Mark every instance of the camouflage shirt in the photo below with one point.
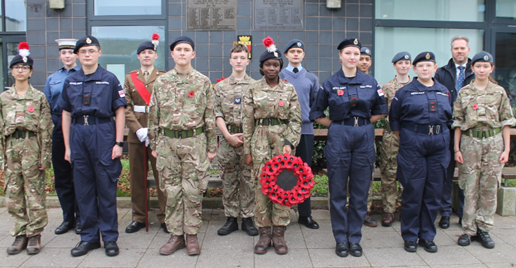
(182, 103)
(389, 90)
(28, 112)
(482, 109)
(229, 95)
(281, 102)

|---|

**EXERCISE TASK:** Echo the lines above word for word, leaving out the pictures.

**OUTPUT:**
Mark every instance of the camouflage shirt in the photo below with one point.
(182, 103)
(389, 90)
(28, 112)
(482, 109)
(229, 95)
(281, 102)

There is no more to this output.